◆ **Goal of the exercise**
Revise the listing below by changing every "Reviewer note" to "Annotator note" and leaving everything else as it is. Omit the pictures from your answer.

◆ **Material shown**
>>>

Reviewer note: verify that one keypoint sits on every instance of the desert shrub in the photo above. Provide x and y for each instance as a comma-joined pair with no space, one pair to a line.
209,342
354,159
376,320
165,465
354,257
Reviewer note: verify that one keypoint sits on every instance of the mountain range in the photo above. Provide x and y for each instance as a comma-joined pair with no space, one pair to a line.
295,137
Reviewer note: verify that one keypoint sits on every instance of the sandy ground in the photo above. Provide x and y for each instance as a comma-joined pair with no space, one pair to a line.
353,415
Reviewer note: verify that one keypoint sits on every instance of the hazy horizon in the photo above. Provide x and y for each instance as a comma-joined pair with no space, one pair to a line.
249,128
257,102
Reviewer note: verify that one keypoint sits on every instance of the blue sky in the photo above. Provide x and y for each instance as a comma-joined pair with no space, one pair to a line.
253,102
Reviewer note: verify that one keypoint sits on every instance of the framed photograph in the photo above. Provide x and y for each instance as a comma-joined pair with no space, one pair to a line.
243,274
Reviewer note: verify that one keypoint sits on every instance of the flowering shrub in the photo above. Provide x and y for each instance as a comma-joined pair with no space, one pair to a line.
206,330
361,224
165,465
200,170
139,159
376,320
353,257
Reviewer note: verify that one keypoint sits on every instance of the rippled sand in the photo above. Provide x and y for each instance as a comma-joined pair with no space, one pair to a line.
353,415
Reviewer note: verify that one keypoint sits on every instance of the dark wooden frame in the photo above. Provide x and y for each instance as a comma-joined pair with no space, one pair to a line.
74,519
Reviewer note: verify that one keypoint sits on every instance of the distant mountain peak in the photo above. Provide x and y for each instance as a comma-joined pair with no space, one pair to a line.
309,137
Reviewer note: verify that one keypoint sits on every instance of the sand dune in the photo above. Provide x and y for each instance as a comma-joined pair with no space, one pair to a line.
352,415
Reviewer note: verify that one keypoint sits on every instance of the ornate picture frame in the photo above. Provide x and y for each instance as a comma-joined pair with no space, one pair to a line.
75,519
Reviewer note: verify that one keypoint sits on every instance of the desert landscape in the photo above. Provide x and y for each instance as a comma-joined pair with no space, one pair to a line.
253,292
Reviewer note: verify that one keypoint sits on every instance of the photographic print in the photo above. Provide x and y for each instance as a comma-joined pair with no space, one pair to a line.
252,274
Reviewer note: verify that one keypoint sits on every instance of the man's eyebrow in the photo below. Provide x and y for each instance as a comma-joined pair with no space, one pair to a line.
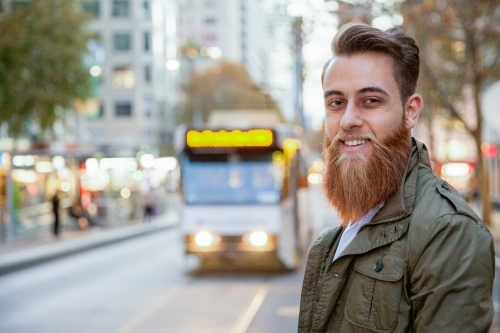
372,89
333,92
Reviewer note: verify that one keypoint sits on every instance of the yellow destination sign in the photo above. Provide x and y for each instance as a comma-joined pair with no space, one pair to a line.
234,138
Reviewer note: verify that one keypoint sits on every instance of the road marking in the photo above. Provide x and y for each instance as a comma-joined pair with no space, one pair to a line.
288,311
149,313
249,313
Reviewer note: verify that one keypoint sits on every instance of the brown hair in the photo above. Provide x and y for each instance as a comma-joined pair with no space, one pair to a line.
354,38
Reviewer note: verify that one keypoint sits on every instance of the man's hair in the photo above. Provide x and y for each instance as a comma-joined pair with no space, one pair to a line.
354,38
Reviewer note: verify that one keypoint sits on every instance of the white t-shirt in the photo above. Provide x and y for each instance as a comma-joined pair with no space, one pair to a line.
352,229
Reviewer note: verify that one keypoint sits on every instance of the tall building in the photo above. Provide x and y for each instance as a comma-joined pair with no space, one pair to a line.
230,30
135,60
254,33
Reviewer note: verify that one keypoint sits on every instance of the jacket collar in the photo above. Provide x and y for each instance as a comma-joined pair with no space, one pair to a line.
379,232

<<<

◆ **Problem solution**
Annotator note: verify that one keypoint sits on every instance of the desert shrub in the photo above. Provide x and y for each instance as a comma-joined pair with no space, one pair to a line.
209,342
354,159
376,320
165,465
354,257
Annotator note: verify that one keypoint sits on every instance of the mountain range in the photo above. Provide x and y for each instance as a comma-joined pair with no space, one pair to a line.
295,137
Annotator note: verify that one keypoint sits on every instance of the sandy ground in the photo above. Provide x and y for each instance as a comma-joined pair with no space, one pair to a line.
353,415
Annotator note: verify that one keypoint sits on every instance of the hazy horizon in the photo above. Provide x and y for each instance as a comma-joined pair with no space, one pair to a line.
249,128
257,102
Annotator note: verify that one keypoint sits on every instance of the blue sky in the photo above. Provide x and y for each instance as a comma-joined pair with no space, one pair to a line.
253,102
Annotator note: verify that one keypoint sits on every instance of the framed photograph in the photo above. Provide x and y for each instance as a comma-joined pair with no space, one pair to a line.
243,274
Annotator note: verify that one keypoint sits on every instance of the flowering shrub in the photo above. Provide x and y for each instance as a comma-joined pair with no space, one pair to a line.
206,330
361,224
165,465
200,170
139,159
376,320
353,257
Annotator note: verify that one keypoint sits on every instance of the rippled sand in the photo above. Provide x and y for each instance as a comma-joined pair with no space, one pair to a line.
353,415
Annotator note: verify that one keypoint sits on every instance of the dark wooden frame in the photo above. Provide x and y for each instance as a comma-joined pair with no space, one pair to a line.
74,519
Annotator note: verify that one keypoint sits on every instance of the distant mountain peak in the photo above. Provide x and y for each instance as a comma-joined pair with no space, one pair to a line.
309,137
Annotator note: verify that one keypoint sits on every instance of the sand dune in the photo above. Provide x and y for each instance as a comma-joined pair with no space, one pair to a line.
352,415
Annotator note: verify that one keypoint sits on every instance of the ornate picture frame in the photo above. Provide x and y for each instance as a comma-joined pair with no space, one pair to a line.
75,519
Annotator note: verify that one keypoint sits on every instance of the desert landscape in the photo above. Provide x and y for each instance as a comma-joined pair with no space, one pair to a line.
253,292
Annotator note: verify that one keypoint sits on every instance of the photographic print in the photo above. Provide x and y for each instance as a comma-joined pair with no space, one pair to a line.
252,274
Annotator note: verify that one keypoint sits on every instance of the man's eyebrow in the photo below. Provide x and y for each instance as a comma-joined pair with no space, one pair to a line.
372,89
333,92
Annotator note: verify that one keypoint sits on every instance of the yellow destination sign in the photo above. Provide x and y for each instance as a comma-joined pair with no space, one pair to a line.
234,138
Annotator note: verify that one keypoint sits on every instance of the road marking in the photo above. Provide x and y for each instance as a comma-joined pair with no space, one pair to a line.
288,311
149,313
249,313
Annotator note: verify that one keypoint sits on every instance of the brown hair in the photo above. Provide x and y for each instance as a comma-joined pair with no space, one pair to a line.
354,38
Annotator note: verify that one keypoint sits on every instance of the man's hair in the photo above. Provide x and y for each instance as a comma-joined pair with no space, one pair to a line.
354,38
Annotator note: verify that one keypoint sits on every instance of the white t-shirt in the photo above. Provide x and y for each instance as a comma-joined pair with no space, one pair to a line.
352,229
Annotator note: verify that one keypoint sits on every instance of the tall building in the photo above. Provide x and y for each instance as a comma-joined pair with no space, one pair to a line.
230,30
135,60
254,33
Annotator note: verify that one keypoint sits on every instance of the jacket collar in the photo above. Provide x and y for each instance as a comma-joined pair with no space, one pair to a line.
379,232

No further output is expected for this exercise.